Referring expression pointing data
========================

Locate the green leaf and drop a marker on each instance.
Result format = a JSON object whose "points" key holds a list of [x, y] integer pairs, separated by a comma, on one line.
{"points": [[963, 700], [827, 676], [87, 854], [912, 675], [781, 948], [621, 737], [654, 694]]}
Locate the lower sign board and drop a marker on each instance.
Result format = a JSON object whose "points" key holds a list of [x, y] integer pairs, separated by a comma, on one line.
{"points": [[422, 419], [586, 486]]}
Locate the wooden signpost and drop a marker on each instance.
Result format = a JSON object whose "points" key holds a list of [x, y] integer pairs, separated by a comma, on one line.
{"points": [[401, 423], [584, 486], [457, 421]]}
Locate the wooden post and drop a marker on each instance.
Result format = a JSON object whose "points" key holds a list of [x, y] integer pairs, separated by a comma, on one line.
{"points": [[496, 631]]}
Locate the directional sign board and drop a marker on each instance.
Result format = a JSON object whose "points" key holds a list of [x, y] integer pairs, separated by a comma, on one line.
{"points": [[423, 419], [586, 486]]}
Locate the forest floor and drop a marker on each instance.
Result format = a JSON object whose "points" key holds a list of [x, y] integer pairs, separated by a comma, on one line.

========================

What the task asks: Set down the records once more, character for character.

Solution to this problem:
Locate the green leaf and drop a marker on each instance.
Result format = a JSON object whose "points" key holds a list of [x, y] integer pairs, separated by a comma, on one line.
{"points": [[963, 700], [827, 676], [87, 854], [912, 675], [781, 948], [621, 737], [654, 694]]}
Locate the lower sign board and drop a marker on each instance.
Result format = a JSON object whose "points" key holds a list of [x, y] integer pairs, separated by a comma, on one line.
{"points": [[422, 419], [586, 486]]}
Locate the wooden signpost and drop a marker on each instance.
Result format = a JSON object whose "points" key holds a list of [x, y] integer pairs, separated by a comma, on one line.
{"points": [[401, 423], [584, 486], [457, 421]]}
Locate the wooden post and drop a marker on each instance.
Result format = a JSON object whose "points" key holds a list of [x, y] integer pairs, separated by a comma, on one line.
{"points": [[496, 631]]}
Locate the directional sign board and drop a marker on each instance.
Result format = a JSON object whose "points" key holds a list of [x, y] integer pairs, separated by a comma, on one line.
{"points": [[423, 419], [586, 486]]}
Locate the forest floor and drop a marker on each instance.
Result format = a JSON object whose "points" key holds a list of [x, y] integer pairs, separated by a comma, on one line.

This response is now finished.